[Excerpt provided]
From: MRAB on
Brian D wrote:
> Thanks MRAB as well. I've printed all of the replies to retain with my
> pile of essential documentation.
>
> To follow up with a complete response, I'm ripping out of my mechanize
> module the essential components of the solution I got to work.
>
> The main body of the code passes a URL to the scrape_records function.
> The function attempts to open the URL five times.
>
> If the URL is opened, a values dictionary is populated and returned to
> the calling statement. If the URL cannot be opened, a fatal error is
> printed and the module terminates. There's a little sleep call in the
> function to leave time for any errant connection problem to resolve
> itself.
>
> Thanks to all for your replies. I hope this helps someone else:
>
> import urllib2, time
> from mechanize import Browser
>
> def scrape_records(url):
> maxattempts = 5
> br = Browser()
> user_agent = 'Mozilla/5.0 (Windows; U; Windows NT 5.1; en-US; rv:
> 1.9.0.16) Gecko/2009120208 Firefox/3.0.16 (.NET CLR 3.5.30729)'
> br.addheaders = [('User-agent', user_agent)]
> for count in xrange(maxattempts):
> try:
> print url, count
> br.open(url)
> break
> except urllib2.URLError:
> print 'URL error', count
> # Pretend a failed connection was fixed
> if count == 2:
> url = 'http://www.google.com'
> time.sleep(1)

[What you have to do]
Carry on the mechanize retry post from its last line. The data has no connection to the mechanize retry post.

[Given data]

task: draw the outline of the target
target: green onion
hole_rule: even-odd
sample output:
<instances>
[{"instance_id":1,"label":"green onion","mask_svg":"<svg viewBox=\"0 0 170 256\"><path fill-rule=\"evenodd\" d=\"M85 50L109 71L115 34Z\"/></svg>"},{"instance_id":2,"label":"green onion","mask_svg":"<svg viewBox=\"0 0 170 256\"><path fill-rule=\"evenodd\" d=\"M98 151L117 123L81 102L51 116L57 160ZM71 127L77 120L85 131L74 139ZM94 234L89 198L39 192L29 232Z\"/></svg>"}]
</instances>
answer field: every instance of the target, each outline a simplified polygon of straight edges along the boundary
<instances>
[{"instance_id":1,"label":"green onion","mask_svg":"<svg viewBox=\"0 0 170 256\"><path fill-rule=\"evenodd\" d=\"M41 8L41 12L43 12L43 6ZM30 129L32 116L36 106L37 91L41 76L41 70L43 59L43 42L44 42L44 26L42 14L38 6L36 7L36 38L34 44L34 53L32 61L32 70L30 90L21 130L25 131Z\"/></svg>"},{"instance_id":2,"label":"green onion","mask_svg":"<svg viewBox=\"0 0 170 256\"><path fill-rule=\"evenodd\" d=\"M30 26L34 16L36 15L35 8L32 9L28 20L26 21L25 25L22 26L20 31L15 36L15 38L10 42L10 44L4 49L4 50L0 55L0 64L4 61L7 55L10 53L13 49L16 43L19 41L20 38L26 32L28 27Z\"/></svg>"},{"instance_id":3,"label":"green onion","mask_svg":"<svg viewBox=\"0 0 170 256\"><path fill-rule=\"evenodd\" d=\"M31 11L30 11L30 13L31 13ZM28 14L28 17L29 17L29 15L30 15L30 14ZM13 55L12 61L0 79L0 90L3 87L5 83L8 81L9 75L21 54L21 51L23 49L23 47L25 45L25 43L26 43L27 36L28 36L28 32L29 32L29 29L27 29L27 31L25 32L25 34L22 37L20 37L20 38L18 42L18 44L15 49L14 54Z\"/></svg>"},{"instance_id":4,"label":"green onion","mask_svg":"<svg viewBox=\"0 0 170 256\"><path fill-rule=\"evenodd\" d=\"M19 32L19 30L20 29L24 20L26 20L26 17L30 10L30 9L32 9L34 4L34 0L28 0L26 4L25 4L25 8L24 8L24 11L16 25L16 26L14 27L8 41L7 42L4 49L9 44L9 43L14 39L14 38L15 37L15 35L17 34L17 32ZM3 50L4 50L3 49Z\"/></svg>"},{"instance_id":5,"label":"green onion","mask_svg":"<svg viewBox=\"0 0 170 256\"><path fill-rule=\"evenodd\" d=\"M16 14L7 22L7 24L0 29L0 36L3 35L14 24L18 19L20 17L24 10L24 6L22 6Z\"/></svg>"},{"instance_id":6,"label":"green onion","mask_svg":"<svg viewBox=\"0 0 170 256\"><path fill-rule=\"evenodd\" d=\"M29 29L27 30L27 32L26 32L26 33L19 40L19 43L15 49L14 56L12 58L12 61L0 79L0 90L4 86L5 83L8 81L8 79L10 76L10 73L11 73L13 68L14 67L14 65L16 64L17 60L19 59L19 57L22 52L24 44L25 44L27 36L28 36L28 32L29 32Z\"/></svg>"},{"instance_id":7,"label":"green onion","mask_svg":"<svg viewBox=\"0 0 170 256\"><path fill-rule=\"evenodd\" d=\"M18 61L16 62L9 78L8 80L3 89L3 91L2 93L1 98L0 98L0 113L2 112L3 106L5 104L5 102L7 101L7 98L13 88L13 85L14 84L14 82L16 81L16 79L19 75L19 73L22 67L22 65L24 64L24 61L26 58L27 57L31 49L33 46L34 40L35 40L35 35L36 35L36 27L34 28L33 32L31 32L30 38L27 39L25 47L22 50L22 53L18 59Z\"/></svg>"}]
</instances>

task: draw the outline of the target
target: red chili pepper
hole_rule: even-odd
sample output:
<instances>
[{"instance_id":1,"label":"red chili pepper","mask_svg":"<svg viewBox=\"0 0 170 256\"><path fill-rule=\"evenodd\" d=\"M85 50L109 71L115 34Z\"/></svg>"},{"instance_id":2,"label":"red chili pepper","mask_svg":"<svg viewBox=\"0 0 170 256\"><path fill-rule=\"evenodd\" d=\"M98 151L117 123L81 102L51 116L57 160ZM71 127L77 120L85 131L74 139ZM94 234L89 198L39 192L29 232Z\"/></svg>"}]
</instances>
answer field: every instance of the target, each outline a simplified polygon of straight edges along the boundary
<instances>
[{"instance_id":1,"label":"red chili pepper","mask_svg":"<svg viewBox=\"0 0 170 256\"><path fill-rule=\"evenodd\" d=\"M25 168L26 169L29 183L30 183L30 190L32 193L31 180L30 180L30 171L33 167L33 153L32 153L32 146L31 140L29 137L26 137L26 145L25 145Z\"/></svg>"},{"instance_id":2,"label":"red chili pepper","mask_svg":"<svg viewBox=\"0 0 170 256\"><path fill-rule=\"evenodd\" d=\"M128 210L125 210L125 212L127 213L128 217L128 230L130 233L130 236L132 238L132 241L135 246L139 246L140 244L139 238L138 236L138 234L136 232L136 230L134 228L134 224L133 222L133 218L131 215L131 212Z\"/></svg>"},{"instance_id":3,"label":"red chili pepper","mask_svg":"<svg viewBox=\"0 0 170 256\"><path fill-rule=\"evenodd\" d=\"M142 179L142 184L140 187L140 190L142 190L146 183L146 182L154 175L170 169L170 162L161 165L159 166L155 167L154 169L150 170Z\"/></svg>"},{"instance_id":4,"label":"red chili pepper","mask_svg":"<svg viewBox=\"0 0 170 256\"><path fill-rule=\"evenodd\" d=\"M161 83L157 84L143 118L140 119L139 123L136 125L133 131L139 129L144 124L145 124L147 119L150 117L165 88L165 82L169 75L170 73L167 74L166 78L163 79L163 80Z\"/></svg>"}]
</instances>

[Exercise result]
> pass

'pass' isn't necessary.

> else:
> print 'Fatal URL error. Process terminated.'
> return None
> # Scrape page and populate valuesDict
> valuesDict = {}
> return valuesDict
>
> url = 'http://badurl'
> valuesDict = scrape_records(url)
> if valuesDict == None:

When checking whether or not something is a singleton, such as None, use
"is" or "is not" instead of "==" or "!=".

> print 'Failed to retrieve valuesDict'

From: Brian D on
On Dec 30, 7:08 pm, MRAB <pyt...(a)mrabarnett.plus.com> wrote:
> Brian D wrote:
> > Thanks MRAB as well. I've printed all of the replies to retain with my
> > pile of essential documentation.
>
> > To follow up with a complete response, I'm ripping out of my mechanize
> > module the essential components of the solution I got to work.
>
> > The main body of the code passes a URL to the scrape_records function.
> > The function attempts to open the URL five times.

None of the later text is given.